Data to use —
+--
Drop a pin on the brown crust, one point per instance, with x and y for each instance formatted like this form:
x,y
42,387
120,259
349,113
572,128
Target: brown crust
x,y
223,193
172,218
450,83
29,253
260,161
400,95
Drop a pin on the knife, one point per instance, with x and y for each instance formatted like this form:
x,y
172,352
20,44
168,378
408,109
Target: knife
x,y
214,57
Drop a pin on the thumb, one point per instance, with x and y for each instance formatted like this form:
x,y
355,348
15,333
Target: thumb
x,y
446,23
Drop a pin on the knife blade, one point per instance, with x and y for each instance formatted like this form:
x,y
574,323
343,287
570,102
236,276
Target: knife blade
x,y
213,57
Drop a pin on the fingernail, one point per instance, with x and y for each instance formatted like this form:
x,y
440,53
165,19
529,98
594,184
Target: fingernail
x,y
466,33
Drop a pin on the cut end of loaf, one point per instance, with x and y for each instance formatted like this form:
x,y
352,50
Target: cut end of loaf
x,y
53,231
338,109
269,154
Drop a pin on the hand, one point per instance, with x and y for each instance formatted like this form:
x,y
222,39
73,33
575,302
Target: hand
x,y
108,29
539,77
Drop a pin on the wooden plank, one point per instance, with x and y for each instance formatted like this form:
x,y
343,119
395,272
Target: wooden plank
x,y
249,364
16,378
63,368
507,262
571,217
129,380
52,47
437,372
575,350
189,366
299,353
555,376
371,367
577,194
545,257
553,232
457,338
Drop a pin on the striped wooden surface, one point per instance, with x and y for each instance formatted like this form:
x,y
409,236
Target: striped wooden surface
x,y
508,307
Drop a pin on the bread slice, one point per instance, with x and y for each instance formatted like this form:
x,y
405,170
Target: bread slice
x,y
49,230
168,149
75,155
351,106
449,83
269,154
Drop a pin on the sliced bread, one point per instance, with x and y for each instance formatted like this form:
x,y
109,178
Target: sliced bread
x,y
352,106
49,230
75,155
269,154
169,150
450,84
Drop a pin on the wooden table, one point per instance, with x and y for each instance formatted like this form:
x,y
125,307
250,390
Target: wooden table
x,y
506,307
+--
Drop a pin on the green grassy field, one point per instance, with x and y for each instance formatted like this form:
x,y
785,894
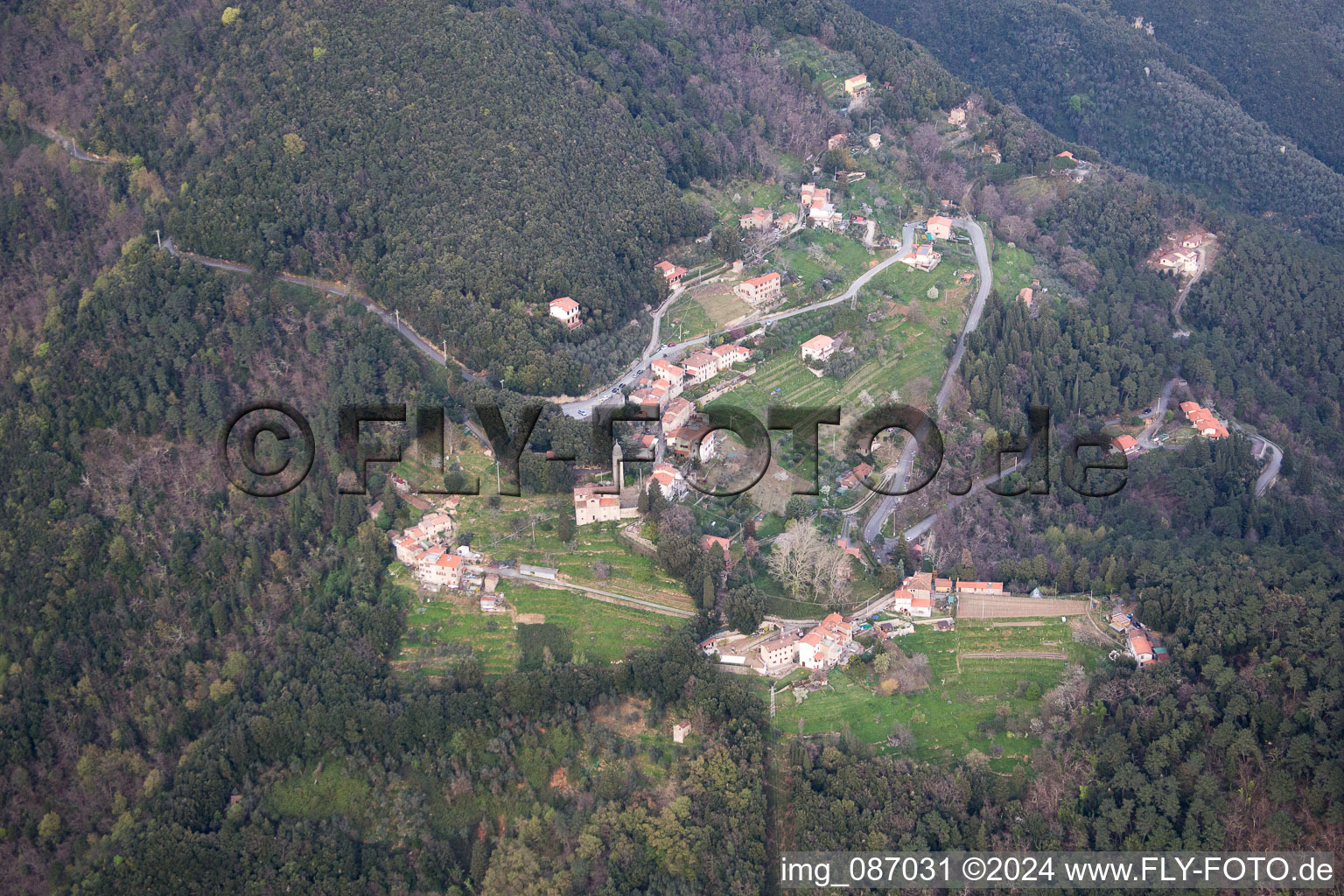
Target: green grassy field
+--
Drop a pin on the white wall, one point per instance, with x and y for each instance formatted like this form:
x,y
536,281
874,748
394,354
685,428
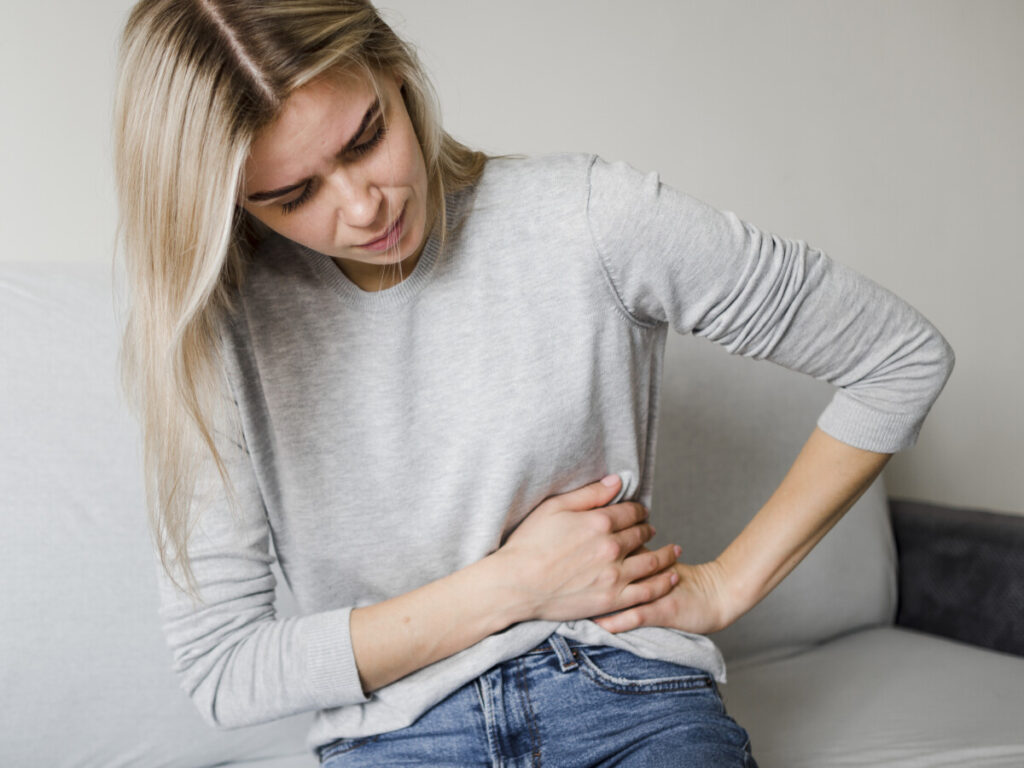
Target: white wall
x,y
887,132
+--
Problem to solve — Run a filter over the data above and keep each line that contains the word "grassy".

Solved exercise —
Drop a pin on the green grassy field, one point per instance, with x and y for each instance formatted like this form:
Target: green grassy field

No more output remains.